### INFORMATION PROVIDED

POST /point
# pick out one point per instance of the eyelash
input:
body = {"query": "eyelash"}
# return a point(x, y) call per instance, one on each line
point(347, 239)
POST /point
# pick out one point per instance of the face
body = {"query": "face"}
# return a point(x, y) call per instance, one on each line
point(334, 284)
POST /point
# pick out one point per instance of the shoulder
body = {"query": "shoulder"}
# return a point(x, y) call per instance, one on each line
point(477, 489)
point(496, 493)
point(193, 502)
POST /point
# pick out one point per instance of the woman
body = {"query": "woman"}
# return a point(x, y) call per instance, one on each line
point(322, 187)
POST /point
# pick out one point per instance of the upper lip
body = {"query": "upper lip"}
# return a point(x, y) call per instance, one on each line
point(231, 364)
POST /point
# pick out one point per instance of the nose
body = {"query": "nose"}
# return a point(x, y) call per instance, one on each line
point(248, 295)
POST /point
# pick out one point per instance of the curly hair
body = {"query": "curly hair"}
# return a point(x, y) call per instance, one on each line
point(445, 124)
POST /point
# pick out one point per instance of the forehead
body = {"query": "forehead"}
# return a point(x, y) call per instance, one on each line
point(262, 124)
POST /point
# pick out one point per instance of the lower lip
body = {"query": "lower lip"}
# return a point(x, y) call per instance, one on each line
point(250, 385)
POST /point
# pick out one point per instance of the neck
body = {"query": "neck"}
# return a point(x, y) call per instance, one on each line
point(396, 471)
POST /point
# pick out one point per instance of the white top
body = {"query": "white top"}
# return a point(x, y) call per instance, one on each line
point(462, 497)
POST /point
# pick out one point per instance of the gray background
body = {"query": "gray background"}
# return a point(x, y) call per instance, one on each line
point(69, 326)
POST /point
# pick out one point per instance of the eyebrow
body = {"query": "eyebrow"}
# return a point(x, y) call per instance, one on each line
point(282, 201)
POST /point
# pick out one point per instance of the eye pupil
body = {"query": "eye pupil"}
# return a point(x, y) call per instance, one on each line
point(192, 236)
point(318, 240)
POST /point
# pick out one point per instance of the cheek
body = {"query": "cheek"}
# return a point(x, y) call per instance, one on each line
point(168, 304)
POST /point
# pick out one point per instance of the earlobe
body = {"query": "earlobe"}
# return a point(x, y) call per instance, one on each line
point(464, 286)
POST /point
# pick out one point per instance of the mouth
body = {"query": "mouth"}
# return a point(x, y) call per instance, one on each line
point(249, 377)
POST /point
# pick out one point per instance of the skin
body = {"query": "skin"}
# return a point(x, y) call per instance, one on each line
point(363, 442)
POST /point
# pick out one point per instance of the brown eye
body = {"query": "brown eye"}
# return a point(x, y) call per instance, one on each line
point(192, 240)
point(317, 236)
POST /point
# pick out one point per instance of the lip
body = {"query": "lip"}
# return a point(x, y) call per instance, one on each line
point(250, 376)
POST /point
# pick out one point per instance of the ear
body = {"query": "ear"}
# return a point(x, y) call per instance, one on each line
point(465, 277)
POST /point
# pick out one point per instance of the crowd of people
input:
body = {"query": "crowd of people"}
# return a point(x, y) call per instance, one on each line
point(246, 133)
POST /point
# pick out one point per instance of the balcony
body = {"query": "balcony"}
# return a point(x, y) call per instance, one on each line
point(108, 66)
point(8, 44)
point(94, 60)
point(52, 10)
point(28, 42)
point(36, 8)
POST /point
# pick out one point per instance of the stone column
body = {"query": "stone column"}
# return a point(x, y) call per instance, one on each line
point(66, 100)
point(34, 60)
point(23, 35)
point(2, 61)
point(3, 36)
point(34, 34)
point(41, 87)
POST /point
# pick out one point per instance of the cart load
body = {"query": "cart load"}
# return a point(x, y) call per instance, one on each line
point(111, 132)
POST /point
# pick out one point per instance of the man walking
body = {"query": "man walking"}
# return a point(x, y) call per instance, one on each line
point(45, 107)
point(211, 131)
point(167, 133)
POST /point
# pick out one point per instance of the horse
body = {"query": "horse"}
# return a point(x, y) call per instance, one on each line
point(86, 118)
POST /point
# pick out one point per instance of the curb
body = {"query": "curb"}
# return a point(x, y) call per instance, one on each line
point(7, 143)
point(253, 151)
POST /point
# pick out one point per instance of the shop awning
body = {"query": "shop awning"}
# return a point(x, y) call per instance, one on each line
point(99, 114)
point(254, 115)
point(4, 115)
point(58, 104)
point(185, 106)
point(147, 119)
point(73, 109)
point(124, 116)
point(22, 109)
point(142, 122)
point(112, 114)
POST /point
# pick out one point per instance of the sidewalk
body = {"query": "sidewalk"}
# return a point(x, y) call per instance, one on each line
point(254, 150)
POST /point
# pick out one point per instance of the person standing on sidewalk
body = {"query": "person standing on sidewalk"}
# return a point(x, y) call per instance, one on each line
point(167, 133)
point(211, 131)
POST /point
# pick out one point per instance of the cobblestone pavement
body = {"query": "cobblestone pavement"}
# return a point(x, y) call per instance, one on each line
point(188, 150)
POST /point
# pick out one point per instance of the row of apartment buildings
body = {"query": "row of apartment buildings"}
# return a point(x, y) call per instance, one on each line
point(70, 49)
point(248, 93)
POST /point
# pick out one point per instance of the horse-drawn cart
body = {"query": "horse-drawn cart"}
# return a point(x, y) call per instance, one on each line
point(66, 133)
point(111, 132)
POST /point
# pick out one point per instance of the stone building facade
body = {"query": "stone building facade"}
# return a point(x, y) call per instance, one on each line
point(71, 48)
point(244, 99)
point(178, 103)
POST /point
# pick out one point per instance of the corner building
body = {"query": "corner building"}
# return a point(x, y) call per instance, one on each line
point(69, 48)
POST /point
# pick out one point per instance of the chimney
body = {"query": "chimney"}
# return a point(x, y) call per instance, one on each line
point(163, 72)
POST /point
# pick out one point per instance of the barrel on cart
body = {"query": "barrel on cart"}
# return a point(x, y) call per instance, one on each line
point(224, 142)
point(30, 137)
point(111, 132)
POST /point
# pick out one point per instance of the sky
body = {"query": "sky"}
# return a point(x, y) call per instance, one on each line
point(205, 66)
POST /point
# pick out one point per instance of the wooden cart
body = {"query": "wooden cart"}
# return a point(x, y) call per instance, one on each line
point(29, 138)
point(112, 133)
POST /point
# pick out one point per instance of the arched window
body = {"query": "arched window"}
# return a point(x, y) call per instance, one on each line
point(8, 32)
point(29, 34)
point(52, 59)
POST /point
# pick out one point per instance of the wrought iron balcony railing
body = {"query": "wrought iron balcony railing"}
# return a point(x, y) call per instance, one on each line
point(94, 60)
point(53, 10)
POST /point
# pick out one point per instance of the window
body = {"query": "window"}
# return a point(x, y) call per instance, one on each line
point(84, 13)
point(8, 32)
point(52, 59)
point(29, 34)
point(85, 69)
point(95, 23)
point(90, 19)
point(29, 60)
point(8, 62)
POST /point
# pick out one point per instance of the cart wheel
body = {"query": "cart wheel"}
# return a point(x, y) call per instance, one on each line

### EXERCISE GOAL
For the string "cobblestone", search the preceding data and copy every line that includes it.

### TASK RESULT
# pick out one point per instance of the cobblestone pavement
body = {"query": "cobblestone pavement"}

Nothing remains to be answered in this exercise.